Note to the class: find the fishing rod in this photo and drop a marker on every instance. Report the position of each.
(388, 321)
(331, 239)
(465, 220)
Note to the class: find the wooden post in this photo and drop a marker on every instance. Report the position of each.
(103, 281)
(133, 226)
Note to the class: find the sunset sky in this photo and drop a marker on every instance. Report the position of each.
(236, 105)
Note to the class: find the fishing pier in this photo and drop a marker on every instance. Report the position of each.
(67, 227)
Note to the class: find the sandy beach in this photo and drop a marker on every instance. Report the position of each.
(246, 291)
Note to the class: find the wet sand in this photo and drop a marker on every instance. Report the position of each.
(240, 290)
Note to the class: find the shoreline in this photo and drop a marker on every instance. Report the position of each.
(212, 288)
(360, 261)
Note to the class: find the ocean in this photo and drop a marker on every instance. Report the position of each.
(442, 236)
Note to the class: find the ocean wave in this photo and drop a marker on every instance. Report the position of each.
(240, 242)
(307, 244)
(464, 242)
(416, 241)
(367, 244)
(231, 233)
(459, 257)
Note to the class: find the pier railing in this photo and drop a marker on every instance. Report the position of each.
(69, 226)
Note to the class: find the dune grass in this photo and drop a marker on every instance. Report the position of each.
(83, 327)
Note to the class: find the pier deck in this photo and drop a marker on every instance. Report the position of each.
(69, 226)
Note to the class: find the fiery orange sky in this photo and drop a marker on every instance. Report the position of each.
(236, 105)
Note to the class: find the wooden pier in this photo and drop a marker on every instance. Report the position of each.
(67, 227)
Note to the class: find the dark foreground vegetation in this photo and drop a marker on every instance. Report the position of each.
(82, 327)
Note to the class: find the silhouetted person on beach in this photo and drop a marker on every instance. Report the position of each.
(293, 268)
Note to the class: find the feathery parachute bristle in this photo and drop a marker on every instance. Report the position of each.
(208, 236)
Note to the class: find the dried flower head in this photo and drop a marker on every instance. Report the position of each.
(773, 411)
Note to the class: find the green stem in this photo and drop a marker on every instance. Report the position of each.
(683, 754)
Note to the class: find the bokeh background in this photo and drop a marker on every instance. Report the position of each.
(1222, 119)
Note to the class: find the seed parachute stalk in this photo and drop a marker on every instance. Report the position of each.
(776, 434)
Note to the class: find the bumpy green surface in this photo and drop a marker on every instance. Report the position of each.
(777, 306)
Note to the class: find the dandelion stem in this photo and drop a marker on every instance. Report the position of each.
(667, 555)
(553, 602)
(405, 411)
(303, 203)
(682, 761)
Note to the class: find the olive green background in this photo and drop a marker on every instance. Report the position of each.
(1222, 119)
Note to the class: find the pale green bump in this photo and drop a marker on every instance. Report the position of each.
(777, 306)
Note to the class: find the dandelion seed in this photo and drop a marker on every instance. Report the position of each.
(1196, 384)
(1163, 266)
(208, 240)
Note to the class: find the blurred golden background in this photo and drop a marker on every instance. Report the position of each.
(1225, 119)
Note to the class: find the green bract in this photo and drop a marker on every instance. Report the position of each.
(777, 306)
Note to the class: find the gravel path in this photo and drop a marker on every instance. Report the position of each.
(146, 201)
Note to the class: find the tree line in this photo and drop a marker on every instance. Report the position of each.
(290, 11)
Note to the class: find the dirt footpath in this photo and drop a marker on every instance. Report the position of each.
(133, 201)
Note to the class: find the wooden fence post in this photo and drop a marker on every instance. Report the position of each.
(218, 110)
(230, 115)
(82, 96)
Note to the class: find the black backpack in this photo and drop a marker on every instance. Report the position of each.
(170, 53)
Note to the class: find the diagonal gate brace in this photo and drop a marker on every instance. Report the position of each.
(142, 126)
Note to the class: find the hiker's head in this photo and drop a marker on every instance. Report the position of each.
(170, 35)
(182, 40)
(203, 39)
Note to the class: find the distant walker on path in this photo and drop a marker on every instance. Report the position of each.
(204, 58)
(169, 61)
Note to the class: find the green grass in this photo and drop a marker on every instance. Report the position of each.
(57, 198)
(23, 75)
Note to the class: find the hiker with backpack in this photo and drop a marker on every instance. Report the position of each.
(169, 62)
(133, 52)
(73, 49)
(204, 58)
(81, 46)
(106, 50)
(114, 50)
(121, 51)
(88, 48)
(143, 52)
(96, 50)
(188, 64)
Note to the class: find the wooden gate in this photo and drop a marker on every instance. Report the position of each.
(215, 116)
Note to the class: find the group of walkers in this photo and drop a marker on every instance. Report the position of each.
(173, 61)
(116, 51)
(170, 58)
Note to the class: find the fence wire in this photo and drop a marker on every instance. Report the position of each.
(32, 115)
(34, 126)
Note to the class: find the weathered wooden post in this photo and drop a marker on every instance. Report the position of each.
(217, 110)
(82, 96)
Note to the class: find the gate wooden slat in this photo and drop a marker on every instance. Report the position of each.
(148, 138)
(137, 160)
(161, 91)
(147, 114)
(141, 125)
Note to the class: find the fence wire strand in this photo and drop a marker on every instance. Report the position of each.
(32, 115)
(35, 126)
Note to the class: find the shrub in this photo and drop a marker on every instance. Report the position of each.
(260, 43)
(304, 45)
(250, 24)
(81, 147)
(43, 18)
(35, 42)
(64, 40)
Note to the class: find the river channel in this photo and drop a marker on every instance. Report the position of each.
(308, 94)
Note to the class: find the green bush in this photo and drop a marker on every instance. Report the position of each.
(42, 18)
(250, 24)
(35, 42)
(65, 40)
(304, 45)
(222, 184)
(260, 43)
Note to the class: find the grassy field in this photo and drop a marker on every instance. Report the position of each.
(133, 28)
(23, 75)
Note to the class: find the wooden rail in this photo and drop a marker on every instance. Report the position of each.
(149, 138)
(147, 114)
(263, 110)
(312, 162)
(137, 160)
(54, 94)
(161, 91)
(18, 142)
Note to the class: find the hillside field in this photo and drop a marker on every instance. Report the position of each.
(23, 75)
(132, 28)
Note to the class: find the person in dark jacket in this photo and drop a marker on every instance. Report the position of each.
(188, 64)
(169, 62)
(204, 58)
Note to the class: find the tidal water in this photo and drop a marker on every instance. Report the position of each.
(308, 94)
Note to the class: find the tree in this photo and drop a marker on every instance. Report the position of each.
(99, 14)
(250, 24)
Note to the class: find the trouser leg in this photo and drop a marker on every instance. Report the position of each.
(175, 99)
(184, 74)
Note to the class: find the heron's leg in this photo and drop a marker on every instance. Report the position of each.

______________________________

Reproduce each line verbatim.

Note to the class: find the fishing rod in this photo and drop a marker on every instance. Report the position of each.
(388, 321)
(331, 239)
(465, 220)
Note to the class: find the wooden post in this photo and drop a marker on every instance. Report the position of each.
(103, 281)
(133, 226)
Note to the class: find the sunset sky in this photo and drop a marker on every instance. Report the position of each.
(236, 105)
Note to the class: find the fishing pier in this photo and drop a marker on every instance. Report the position of each.
(67, 227)
Note to the class: find the sandy beach in this photo and drop a marker on every instance. Report the position of each.
(246, 291)
Note to the class: find the wet sand in this photo and drop a marker on every instance. Report the position of each.
(240, 290)
Note to the class: find the shoreline in this photo and drop a marker on every instance. Report the position of each.
(212, 288)
(360, 261)
Note to the class: find the ocean in this photo and drop a marker on every instance. Report the position of each.
(442, 236)
Note to the class: find the ocean wave in this photo and drop a marker on every instance. Report the position of each.
(240, 242)
(307, 244)
(464, 242)
(416, 241)
(367, 244)
(231, 233)
(459, 257)
Note to the class: find the pier railing in this photo and drop a marker on every instance. Report the position of each.
(69, 226)
Note to the class: find the dune grass in this photo and drop a marker on every instance. Report the position of each.
(83, 327)
Note to the class: find the pier deck in this photo and drop a marker on every instance. Report the position of each.
(69, 226)
Note to the class: find the fiery orange sky in this photo and drop a marker on every instance. Report the position of each.
(236, 105)
Note to the class: find the wooden pier in this photo and drop a marker on every instance. Report the position of each.
(67, 227)
Note to the class: find the dark foreground vegetation in this photo and drop a marker on every instance. Report the position of each.
(82, 327)
Note to the class: find the silhouetted person on beach in this photo and drop a marker on every instance. Report the position of each.
(293, 268)
Note to the class: find the feathery parachute bristle in this photo and drop a marker on every instance. Report the position of each.
(208, 236)
Note to the class: find the dried flower head in this photo and drop a marker on every instance. Report the position of each.
(773, 411)
Note to the class: find the green stem in this photo and drop a marker on every instance. Report the position of each.
(683, 754)
Note to the class: find the bokeh background in this photo and drop a marker on every instance. Report the position of each.
(1222, 119)
Note to the class: find the seed parachute stalk in this photo and drop a marker on every instance. Report the position of each.
(776, 434)
Note to the class: find the bumpy green surface in this photo and drop a marker on every instance. Report the position of each.
(777, 306)
Note to the class: find the dandelion stem in this photo and drop a marker on every instance. Report the position of each.
(667, 555)
(553, 602)
(405, 411)
(303, 203)
(682, 761)
Note to the class: find the olive green background in this photo and drop a marker on every instance. Report the position of each.
(1222, 119)
Note to the class: find the pale green bump in this photo and drop a marker on every instance. Report the position of each.
(777, 306)
Note to the class: find the dandelion seed in this photo and drop a marker on every instance. Report the position of each.
(1196, 384)
(1163, 266)
(208, 240)
Note to the class: find the blurred golden background in this photo and drop a marker on every instance. Report the position of each.
(1225, 119)
Note to the class: find the green bract in this photo and drop a marker on every instance. Report the position of each.
(777, 306)
Note to the class: find the gravel path in this photo and drop a marker on every instance. Report the position of each.
(146, 201)
Note to the class: find the tree line in this photo and drop a marker on every instance. Report the position of each.
(290, 11)
Note to the class: find the dirt footpath in this photo and drop a marker on every instance. Report the position of each.
(133, 201)
Note to the class: find the wooden fence post in this photo and drop a marker on every instance. Report the position of each.
(218, 110)
(230, 115)
(82, 96)
Note to the class: find the black backpack in this photo and drop a marker on every instance. Report the position of each.
(170, 53)
Note to the class: find the diagonal gate brace in this photo and drop a marker on every instance. Report the position of each.
(142, 126)
Note to the class: find the hiker's head in this photo and drop a marker on every instance. Report the position of each.
(170, 35)
(182, 40)
(203, 39)
Note to the class: find the distant walker on path in this photo and drop a marker on every instance. Report the position of each.
(204, 58)
(169, 61)
Note to the class: find the green grass in this photo and drop a marker on every instance. Report the position of each.
(57, 198)
(23, 75)
Note to the class: find the hiker with backpack in this photo and drop a marker on every instance. Report the position of each.
(169, 62)
(133, 52)
(73, 49)
(204, 58)
(81, 46)
(106, 50)
(114, 50)
(121, 51)
(88, 48)
(143, 52)
(96, 50)
(188, 64)
Note to the class: find the wooden gate in this photo and drop a marker on every instance. Report the position of each.
(215, 116)
Note to the class: find the group of walkers in this photo and drop a marker on every instance. Report the position of each.
(173, 61)
(116, 51)
(170, 58)
Note to the class: find the fence wire in this photo and drop a marker on every instance. Report the position of each.
(32, 115)
(34, 126)
Note to the class: find the weathered wooden post in this photo and drop a marker on every instance. Report the position of each.
(217, 110)
(82, 96)
Note to the class: find the gate wooden slat in this photo and drop a marker on every instance. Report the position of each.
(148, 138)
(137, 160)
(161, 91)
(147, 114)
(141, 125)
Note to the class: find the fence wire strand in this photo and drop a marker on every instance. Report the position of each.
(32, 115)
(35, 126)
Note to the class: find the shrub in this photo and drop a marker on every instance. Report the position of each.
(260, 43)
(304, 45)
(250, 24)
(81, 147)
(43, 18)
(35, 42)
(64, 40)
Note to the class: find the river channel in this photo and drop a marker on every instance. Report the position of each.
(308, 94)
Note to the class: find the green bush in this photo and drop a marker on every instance. Report the position of each.
(42, 18)
(250, 24)
(35, 42)
(65, 40)
(304, 45)
(222, 184)
(260, 43)
Note to the class: find the grassy field in this photo and drop a marker on every instance. Report the position of each.
(133, 28)
(23, 75)
Note to the class: find the wooden rail in this photo and drop a marker on every instance. Report the position of each.
(149, 138)
(147, 114)
(263, 110)
(312, 162)
(137, 160)
(54, 94)
(161, 91)
(18, 142)
Note to the class: find the hillside field in this photo and drop a marker on every instance. Report the position of each.
(23, 75)
(132, 28)
Note to the class: find the person in dark jacket in this photo and drop a marker on every instance. Report the position of each.
(188, 64)
(169, 62)
(204, 58)
Note to the class: find the tidal water in this photo and drop a marker on every instance. Report the position of each.
(308, 94)
Note to the class: find the tree in this photo and drop a marker on every instance. Report the position of each.
(99, 14)
(250, 24)
Note to the class: find the trouser leg in this photo and drop a marker on every instance. Report the position of each.
(175, 99)
(184, 74)
Note to the class: find the heron's leg in this photo and drop a marker on every instance. Report the position of each.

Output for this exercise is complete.